**Fragmento del texto:**

· · · · · · ·

Esta semana no escribiré. Solo reproduciré.
En estos días es más que suficiente transcribir apenas unos pocos párrafos de un libro ya clásico en la espiritualidad: Vida de Nuestro Señor Jesucristo, Tercer tomo: Pasión, Muerte y Resurrección. Su autor es el francés Louis Claude Fillion y fue publicado en 1922.
Pienso que estas líneas, en Semana Santa, podrían ser leídas por aquellos que creen, por los que creen menos y también por los que no creen, tal vez por simple curiosidad. Por supuesto no es necesario leerlas, pero a mí me han hecho mucho bien.
“¿Quién podría decir todos los padecimientos que Jesús tuvo que soportar en la cruz, durante seis horas, si se toma a la letra la indicación cronológica de san Marcos, o al menos durante tres (horas), según parece indicar san Juan?
Ya dijimos que la cruz era un suplicio infamante, que en el Imperio romano se reservaba a los esclavos y a los criminales insignes; pero, sobre degradante, era atrozmente doloroso. No exageró Cicerón cuando lo calificaba de teterrimum crudelissimumque supplicium.
Con razón dijo Bossuet que de todas las muertes, la de la cruz era la más inhumana; de suerte que Jesús pasó las últimas horas de su vida ‘en medio de dolores increíbles.

· · · · · · ·

**Consigna:** Continúa el texto sobre los padecimientos de Jesús en la cruz a partir de su última oración. Los datos no tienen ninguna relación con el texto.

· · · · · · ·

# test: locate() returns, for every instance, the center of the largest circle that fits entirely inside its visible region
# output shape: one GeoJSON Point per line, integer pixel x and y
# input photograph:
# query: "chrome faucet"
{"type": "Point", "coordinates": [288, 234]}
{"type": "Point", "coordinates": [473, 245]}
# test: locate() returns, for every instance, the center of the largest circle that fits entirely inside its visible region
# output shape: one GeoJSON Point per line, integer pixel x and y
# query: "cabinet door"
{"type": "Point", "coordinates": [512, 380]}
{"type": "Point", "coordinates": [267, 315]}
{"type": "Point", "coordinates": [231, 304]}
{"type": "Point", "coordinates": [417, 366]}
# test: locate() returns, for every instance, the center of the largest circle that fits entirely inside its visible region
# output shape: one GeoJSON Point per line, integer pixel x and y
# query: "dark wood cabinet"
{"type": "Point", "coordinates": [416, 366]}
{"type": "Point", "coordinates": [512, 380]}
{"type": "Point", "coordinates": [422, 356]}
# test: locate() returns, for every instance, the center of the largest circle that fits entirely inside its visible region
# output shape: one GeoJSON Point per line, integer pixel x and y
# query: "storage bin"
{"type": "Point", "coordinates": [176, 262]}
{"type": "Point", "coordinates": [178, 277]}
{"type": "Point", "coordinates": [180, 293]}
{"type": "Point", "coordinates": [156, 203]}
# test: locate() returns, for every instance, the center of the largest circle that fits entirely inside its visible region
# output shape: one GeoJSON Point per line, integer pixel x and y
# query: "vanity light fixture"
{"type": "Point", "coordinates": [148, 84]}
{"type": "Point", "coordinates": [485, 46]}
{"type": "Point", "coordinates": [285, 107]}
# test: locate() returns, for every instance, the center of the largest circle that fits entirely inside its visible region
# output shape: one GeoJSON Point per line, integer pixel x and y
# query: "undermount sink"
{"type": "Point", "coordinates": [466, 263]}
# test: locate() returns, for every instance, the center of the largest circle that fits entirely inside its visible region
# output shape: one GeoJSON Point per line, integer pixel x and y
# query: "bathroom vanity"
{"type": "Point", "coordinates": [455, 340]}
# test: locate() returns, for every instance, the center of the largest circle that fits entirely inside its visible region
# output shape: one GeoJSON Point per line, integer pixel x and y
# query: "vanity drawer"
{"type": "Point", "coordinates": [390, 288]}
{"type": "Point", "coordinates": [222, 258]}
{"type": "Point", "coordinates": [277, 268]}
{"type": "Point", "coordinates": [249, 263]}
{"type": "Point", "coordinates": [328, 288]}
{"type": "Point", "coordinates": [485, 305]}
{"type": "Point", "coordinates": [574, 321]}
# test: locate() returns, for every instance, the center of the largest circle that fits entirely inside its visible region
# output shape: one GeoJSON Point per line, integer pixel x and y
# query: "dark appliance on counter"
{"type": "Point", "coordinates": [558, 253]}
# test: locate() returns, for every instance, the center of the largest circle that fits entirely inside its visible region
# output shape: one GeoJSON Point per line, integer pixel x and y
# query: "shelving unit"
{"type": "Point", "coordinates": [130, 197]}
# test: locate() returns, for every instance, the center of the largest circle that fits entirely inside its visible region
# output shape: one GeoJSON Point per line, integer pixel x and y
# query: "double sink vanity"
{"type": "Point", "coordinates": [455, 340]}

· · · · · · ·

**Respuesta:**
Los padecimientos físicos, ya tan violentos al hincar los clavos -los clavos amargos y acerados, escribía san Melitón de Sardes- en órganos por extremo sensibles y delicados, crecían aún más por el peso del cuerpo suspendido de los clavos, por la forzada inmovilidad del paciente, por la intensa fiebre que sobrevenía, por la ardiente sed producida por esta fiebre, por las convulsiones y espasmos, y también
-circunstancia para ser tenida en cuenta en el Oriente- por las moscas que la sangre y las llagas atraían a centenares.
Y con todo, como ningún otro órgano vital estaba herido, aunque todos los miembros estaban como en tensión, quebrantado por aquella suspensión horrible, el crucificado podía permanecer un día, dos y aún más en el cruel árbol antes de que la muerte lo libertase de tal suplicio.
Y, ¿cómo escribir los padecimientos morales que soportó Nuestro Señor Jesucristo durante su horrorosa agonía? No parece, dice Bossuet, que fue elevado sobre aquel infame madero sino para alcanzar a mirar de más alto a una muchedumbre de gente que sacia sus ojos con el espectáculo de aquella agonía. Pronto asistiremos a los ultrajes de que le colmaron hasta en sus últimos momentos, y le oiremos a Él mismo declarar su indecible angustia al verse desamparado aun de su mismo Padre.
La vista misma de su Madre amadísima y de abnegados amigos, a quienes sus dolores tenían sumidos en profunda tristeza, le era nuevo tormento. Todo Él era, digámoslo así, un tormento en sus miembros, en su espíritu, en su corazón y en su alma.
Allá, en aquella cruz, tan abominable, que los romanos habían exceptuado de ella a cualquiera que llevar el título de civis romanus, moría Él gota a gota, si vale la expresión, atormentado sobremanera, pero consolado con el pensamiento de que cumplía la voluntad del Padre y que procuraba nuestra salvación”.